ASSIGNMENT -
Exactly and only the lines from the one with "the thatched roof" through the end of the listing are to be transcribed, both ends included.

DATASET EXCERPTS -
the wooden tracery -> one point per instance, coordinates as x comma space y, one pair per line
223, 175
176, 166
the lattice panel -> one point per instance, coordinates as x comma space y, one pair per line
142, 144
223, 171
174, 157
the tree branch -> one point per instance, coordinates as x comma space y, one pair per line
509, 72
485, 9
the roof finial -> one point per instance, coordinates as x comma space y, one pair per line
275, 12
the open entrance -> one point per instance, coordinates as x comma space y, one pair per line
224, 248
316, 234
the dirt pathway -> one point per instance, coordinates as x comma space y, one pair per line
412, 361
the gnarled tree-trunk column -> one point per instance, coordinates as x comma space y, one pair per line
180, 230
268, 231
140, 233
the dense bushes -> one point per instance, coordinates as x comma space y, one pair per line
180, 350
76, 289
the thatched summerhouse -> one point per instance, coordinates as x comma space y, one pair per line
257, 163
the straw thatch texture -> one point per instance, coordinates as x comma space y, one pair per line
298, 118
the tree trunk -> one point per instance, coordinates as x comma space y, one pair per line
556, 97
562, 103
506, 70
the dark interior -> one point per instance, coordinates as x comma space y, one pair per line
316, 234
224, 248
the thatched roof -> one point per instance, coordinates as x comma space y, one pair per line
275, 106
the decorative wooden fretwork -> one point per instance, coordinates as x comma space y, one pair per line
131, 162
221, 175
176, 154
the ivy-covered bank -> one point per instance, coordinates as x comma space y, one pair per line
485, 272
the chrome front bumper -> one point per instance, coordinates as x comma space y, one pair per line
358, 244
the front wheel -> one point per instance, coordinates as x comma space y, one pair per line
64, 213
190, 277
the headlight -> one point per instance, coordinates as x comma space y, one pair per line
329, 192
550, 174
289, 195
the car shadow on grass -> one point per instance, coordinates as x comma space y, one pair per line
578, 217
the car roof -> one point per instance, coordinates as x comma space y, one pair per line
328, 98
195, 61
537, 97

OUTPUT FOR THIS TASK -
the thatched roof -> one point per instance, coordinates as x comma space y, one pair per line
275, 106
the decorative wooden fretwork -> one point per instance, coordinates as x comma space y, one pair per line
131, 162
221, 175
176, 154
the ivy-covered bank -> one point per instance, coordinates as x comma space y, one pair per line
485, 272
the chrome front bumper -> one point per instance, coordinates as x comma space y, one pair per line
358, 244
the front wheel -> one point per instance, coordinates as x comma space y, one pair per line
64, 213
190, 277
the headlight -> one point per instance, coordinates as x comma space y, one pair per line
329, 192
550, 174
289, 195
the car shadow on grass -> one point per instance, coordinates as x comma space y, one pair per line
578, 217
the car roof -> one point per instance, coordinates as x comma space y, one pair per line
328, 98
195, 61
537, 97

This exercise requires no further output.